BEGIN Data for this exercise

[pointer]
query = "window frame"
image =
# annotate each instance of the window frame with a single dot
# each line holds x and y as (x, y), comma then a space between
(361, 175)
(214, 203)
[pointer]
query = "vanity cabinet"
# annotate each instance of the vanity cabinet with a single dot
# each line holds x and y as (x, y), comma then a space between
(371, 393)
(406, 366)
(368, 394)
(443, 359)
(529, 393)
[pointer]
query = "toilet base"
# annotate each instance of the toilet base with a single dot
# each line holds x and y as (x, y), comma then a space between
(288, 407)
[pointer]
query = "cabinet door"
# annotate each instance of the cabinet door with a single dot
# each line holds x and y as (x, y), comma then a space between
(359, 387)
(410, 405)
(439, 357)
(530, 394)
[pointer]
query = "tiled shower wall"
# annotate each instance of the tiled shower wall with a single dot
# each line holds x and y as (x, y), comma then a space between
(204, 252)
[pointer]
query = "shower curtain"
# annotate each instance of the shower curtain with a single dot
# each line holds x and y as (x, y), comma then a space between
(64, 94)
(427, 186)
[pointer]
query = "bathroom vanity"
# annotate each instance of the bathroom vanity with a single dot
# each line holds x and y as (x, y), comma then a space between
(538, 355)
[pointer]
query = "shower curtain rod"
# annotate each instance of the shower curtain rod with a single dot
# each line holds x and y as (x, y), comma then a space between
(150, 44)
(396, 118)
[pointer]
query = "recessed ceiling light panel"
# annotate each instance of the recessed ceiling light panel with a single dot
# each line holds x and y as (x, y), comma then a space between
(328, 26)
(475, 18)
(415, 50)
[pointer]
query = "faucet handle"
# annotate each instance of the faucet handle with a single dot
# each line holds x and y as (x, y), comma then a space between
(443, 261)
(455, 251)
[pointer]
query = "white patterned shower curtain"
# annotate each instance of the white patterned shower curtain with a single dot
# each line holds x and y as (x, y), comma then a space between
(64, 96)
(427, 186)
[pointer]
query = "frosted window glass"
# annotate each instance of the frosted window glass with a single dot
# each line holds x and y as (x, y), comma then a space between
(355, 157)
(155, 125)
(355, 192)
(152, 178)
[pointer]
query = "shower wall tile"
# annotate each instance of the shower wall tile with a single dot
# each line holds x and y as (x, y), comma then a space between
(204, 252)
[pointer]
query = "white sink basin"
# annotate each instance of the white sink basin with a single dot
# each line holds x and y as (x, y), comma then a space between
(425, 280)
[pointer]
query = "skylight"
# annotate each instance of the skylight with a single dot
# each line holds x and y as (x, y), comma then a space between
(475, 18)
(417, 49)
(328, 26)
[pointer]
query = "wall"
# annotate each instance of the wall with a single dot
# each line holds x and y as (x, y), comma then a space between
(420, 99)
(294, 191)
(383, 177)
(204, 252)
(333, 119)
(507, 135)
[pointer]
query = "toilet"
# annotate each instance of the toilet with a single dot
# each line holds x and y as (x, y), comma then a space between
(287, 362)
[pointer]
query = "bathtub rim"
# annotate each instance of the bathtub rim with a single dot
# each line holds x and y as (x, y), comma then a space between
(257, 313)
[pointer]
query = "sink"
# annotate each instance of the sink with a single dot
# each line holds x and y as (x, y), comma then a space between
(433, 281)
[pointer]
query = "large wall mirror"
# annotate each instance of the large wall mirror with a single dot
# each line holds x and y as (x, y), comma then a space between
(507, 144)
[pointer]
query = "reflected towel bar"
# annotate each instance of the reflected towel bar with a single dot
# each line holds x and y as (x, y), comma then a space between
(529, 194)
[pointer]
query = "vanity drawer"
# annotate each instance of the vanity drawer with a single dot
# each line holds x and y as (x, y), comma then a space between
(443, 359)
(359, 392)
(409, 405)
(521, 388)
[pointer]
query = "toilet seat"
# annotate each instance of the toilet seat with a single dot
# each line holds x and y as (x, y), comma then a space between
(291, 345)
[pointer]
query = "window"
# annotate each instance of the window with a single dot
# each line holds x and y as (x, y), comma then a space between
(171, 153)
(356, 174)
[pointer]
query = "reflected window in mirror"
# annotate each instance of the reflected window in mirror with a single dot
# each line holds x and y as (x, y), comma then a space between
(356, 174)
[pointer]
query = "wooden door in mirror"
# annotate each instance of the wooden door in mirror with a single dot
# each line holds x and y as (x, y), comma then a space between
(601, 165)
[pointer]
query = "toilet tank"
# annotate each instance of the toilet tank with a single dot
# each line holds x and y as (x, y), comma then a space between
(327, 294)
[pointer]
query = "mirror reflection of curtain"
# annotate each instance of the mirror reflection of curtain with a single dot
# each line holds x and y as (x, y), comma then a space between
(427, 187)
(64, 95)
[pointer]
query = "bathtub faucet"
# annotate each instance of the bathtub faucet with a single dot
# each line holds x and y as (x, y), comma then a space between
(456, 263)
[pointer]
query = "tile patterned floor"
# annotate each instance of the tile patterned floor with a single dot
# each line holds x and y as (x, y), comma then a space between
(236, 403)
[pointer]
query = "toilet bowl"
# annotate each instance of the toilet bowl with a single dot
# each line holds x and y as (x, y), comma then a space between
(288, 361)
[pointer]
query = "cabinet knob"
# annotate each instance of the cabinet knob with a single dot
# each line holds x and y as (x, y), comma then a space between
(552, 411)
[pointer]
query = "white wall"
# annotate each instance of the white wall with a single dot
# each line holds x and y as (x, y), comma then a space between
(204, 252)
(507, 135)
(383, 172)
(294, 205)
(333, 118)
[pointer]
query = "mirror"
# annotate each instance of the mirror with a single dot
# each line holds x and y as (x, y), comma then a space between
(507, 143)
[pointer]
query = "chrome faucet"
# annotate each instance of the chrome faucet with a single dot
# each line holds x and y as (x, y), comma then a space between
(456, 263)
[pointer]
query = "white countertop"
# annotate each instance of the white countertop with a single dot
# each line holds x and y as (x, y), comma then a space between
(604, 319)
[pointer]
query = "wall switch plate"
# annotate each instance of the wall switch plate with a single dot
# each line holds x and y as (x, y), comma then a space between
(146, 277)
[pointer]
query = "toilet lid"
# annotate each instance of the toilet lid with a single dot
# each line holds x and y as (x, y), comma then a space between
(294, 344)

END Data for this exercise

* Directions:
When a line in the material above holds the word "bathtub", copy that line.

* Expected output:
query = "bathtub rim"
# annotate each instance of the bathtub rim with a single dot
query = "bathtub faucet"
# annotate each instance of the bathtub faucet with a single dot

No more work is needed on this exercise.